Entries taken from a dataset:
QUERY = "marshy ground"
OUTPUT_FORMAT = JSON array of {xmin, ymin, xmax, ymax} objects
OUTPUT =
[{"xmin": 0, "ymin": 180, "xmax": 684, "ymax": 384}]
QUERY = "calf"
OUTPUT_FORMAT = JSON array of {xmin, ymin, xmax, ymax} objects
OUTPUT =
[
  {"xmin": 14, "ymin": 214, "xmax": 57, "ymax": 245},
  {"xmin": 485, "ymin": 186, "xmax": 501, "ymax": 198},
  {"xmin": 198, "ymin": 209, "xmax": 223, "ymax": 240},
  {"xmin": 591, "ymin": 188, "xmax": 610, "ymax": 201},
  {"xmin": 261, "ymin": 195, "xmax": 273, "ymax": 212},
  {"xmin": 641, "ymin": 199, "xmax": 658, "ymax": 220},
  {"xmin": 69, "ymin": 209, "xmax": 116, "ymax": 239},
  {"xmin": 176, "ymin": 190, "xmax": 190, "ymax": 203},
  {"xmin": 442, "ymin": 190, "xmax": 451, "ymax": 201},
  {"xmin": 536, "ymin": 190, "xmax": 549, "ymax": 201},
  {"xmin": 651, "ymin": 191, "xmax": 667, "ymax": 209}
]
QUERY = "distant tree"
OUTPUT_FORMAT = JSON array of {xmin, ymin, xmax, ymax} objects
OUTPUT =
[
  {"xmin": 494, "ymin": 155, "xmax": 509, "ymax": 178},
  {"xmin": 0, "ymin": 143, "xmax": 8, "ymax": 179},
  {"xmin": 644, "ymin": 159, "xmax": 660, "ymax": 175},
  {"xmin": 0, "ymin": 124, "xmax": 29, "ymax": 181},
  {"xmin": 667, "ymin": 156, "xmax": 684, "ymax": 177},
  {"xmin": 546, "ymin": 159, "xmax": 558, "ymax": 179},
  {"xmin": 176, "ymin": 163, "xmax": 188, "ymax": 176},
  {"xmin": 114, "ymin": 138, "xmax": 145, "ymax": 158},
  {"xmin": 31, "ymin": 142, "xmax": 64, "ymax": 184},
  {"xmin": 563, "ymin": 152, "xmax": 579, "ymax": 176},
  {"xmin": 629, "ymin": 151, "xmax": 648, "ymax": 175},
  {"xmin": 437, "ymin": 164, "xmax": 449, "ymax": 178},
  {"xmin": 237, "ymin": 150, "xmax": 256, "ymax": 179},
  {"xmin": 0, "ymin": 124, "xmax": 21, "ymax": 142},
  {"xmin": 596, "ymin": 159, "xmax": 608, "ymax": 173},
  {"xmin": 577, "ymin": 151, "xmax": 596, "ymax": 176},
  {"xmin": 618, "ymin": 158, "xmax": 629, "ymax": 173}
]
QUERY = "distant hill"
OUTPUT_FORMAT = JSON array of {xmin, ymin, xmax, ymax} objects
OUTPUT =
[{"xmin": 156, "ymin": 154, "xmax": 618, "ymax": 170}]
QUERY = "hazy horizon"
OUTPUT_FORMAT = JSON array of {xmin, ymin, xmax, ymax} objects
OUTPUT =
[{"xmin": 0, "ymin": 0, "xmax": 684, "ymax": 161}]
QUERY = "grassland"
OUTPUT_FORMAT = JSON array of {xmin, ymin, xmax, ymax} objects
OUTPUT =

JOB:
Show each line of the items above that contains the word "distant", copying every such line in full.

RESULT OF THE TASK:
QUERY = "distant tree"
QUERY = "distant hill"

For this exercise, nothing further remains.